- **Source data**:
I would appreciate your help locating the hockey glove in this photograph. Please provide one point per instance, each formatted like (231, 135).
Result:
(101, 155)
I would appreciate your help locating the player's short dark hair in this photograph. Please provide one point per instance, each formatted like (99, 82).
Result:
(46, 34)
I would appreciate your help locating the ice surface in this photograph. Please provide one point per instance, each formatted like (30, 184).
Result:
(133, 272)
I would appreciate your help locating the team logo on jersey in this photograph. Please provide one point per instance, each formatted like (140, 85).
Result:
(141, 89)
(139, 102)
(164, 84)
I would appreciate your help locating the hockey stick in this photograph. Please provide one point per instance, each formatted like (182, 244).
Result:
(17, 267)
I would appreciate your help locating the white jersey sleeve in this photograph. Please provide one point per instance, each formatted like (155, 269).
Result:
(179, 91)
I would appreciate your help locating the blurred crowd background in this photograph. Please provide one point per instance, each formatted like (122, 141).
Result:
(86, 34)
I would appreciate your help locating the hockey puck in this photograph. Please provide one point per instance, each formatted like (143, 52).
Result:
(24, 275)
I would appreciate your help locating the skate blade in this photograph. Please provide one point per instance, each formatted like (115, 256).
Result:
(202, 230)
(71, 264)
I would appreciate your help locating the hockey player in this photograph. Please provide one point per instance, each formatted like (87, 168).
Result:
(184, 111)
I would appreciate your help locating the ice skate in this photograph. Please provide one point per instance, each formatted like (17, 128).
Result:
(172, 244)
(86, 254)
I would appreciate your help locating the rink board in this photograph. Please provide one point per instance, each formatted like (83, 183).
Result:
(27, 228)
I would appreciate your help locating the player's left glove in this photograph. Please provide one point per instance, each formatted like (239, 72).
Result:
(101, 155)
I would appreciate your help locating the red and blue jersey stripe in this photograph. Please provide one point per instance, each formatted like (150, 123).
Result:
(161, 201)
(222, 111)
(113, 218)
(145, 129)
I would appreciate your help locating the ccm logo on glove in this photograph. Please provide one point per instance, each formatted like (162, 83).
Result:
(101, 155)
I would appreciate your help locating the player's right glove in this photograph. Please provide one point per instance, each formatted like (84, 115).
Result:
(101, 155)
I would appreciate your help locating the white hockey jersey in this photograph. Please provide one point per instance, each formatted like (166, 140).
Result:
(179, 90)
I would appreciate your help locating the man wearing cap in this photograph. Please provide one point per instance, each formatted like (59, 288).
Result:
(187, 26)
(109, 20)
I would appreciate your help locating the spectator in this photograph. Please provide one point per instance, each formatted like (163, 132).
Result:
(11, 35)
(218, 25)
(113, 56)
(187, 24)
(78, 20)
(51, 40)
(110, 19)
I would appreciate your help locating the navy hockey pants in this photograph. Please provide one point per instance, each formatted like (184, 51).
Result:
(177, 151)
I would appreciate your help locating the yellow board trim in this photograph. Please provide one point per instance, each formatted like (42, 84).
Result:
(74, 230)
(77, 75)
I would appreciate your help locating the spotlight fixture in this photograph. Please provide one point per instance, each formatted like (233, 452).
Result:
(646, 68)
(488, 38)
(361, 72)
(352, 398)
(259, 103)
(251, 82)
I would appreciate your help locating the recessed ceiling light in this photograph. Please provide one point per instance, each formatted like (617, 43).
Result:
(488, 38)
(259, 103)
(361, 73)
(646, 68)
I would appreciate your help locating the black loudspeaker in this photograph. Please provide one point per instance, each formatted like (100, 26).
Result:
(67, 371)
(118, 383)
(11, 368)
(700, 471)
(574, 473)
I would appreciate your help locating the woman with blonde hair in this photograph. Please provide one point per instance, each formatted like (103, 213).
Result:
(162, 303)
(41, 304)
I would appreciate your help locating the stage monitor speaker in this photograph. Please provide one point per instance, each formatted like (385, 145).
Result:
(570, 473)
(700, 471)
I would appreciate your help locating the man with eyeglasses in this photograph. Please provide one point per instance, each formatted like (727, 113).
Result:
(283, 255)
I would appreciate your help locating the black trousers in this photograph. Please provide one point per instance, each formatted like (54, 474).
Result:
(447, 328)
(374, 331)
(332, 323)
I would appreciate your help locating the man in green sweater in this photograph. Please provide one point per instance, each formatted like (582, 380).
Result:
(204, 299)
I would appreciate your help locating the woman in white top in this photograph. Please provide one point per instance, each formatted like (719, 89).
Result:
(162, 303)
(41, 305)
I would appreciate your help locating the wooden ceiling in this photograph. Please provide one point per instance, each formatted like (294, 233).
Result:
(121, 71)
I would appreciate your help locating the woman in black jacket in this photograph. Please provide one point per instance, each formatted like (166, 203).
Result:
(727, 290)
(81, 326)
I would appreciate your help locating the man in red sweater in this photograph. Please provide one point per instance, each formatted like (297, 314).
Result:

- **Task item**:
Write out the entries verbatim, all of them.

- **Answer to this task**:
I would appreciate your help locating the hockey glove in this photograph. Please provide one point per instance, each formatted like (231, 135).
Result:
(101, 155)
I would appreciate your help locating the player's short dark hair in this photograph. Please provide one point per instance, each formatted like (99, 82).
Result:
(46, 34)
I would appreciate your help locating the ice surface in this photograph. Please provide one point per instance, each formatted like (30, 184).
Result:
(133, 272)
I would appreciate your help locating the team logo on jersey in this photograph. Please provide one point per instance, each formatted like (140, 85).
Result:
(141, 89)
(139, 102)
(164, 84)
I would appreciate your help locating the hockey stick in this photograph. Please provide one point per instance, each formatted like (182, 244).
Result:
(17, 267)
I would appreciate your help locating the white jersey sleeve in this photograph. Please provide one point per instance, each formatted like (155, 269).
Result:
(179, 91)
I would appreciate your help locating the blurred crowd background in this photograph. Please provide one point per instance, each formatted like (122, 141).
Result:
(86, 34)
I would appreciate your help locating the hockey puck in this photograph. Please provide one point per instance, each formatted like (143, 52).
Result:
(24, 275)
I would appreciate your help locating the skate blade in this photograph. Please provide one point per instance, each formatted like (115, 256).
Result:
(202, 230)
(71, 264)
I would appreciate your help locating the hockey player in this photograph. Please provide one point per instance, each formatted like (87, 168).
Result:
(184, 111)
I would appreciate your help locating the ice skate in this photograph. Please provide one point per instance, each formatted like (17, 128).
Result:
(172, 244)
(86, 254)
I would appreciate your help locating the rink board in this photograph. Please provide one point per instance, each formatted like (83, 183).
Result:
(27, 228)
I would appreciate your help locating the player's left glove in this photograph. Please provide one point per instance, each formatted like (239, 72).
Result:
(101, 155)
I would appreciate your help locating the red and blue jersey stripe in this photograph. Please provide one point per instance, each formatted like (150, 123).
Result:
(161, 201)
(222, 111)
(113, 218)
(145, 129)
I would appreciate your help locating the ccm logo on glove in this photograph. Please provide one point per instance, each formatted like (162, 83).
Result:
(101, 155)
I would appreciate your help locating the player's right glove in this photograph. Please provide one point per instance, each formatted like (84, 115).
Result:
(101, 155)
I would appreciate your help locating the white hockey jersey in this photograph. Please provide one point per instance, each formatted like (166, 140).
Result:
(179, 90)
I would appreciate your help locating the man wearing cap in this photograph. Please provide one point per instance, each formatted like (59, 288).
Result:
(187, 26)
(109, 20)
I would appreciate your help locating the spectator in this photograph. Please provide one point per instance, each formatted like (163, 132).
Result:
(11, 35)
(218, 25)
(113, 56)
(187, 24)
(78, 20)
(51, 40)
(110, 19)
I would appreciate your help locating the navy hockey pants in this photograph. Please provide one point per instance, each formatted like (184, 51).
Result:
(177, 151)
I would appreciate your help locating the yellow board trim in this photograph. Please provide one point per instance, each formatted like (42, 84).
Result:
(74, 230)
(77, 75)
I would appreciate your help locating the spotlight fixture in this photograph. Please provide one point per instance, each formatted like (233, 452).
Result:
(646, 68)
(488, 38)
(361, 72)
(352, 398)
(259, 103)
(251, 82)
I would appreciate your help locating the recessed ceiling light in this photograph. Please provide one point per instance, each formatted like (617, 43).
Result:
(488, 38)
(259, 103)
(361, 73)
(646, 68)
I would appreciate your help locating the black loudspeaker in this photograph. Please provide one point per instance, each formatted like (100, 26).
Result:
(67, 371)
(118, 383)
(11, 368)
(700, 471)
(574, 473)
I would appreciate your help locating the woman with blonde hair in this photograph. Please provide one point per instance, each formatted like (103, 213).
Result:
(162, 303)
(41, 304)
I would appreciate your help locating the stage monitor speaker in this photograph. Please provide one point per instance, each formatted like (385, 145).
Result:
(570, 473)
(700, 471)
I would appreciate your help locating the man with eyeglasses in this photograph. Please provide one point per instance, each formatted like (727, 113).
Result:
(283, 255)
I would appreciate your help locating the black trousers in this photograph. Please provide one point per instance, each formatted like (54, 474).
Result:
(447, 328)
(374, 331)
(332, 323)
I would appreciate your help locating the man in green sweater in this photograph. Please provide one point per instance, each formatted like (582, 380).
Result:
(204, 299)
I would appreciate your help locating the woman in white top in this photograph. Please provide one point per instance, each formatted like (719, 89).
Result:
(162, 303)
(41, 305)
I would appreciate your help locating the wooden ceiling in this photograph. Please provide one point per instance, each formatted like (294, 233).
Result:
(121, 71)
I would appreciate your help locating the woman in black jacket in this photograph. Please provide one point per instance, each formatted like (166, 203).
Result:
(727, 290)
(81, 326)
I would appreciate your help locating the man in red sweater in this photograph. Please provide one point per instance, each formatted like (297, 314).
Result:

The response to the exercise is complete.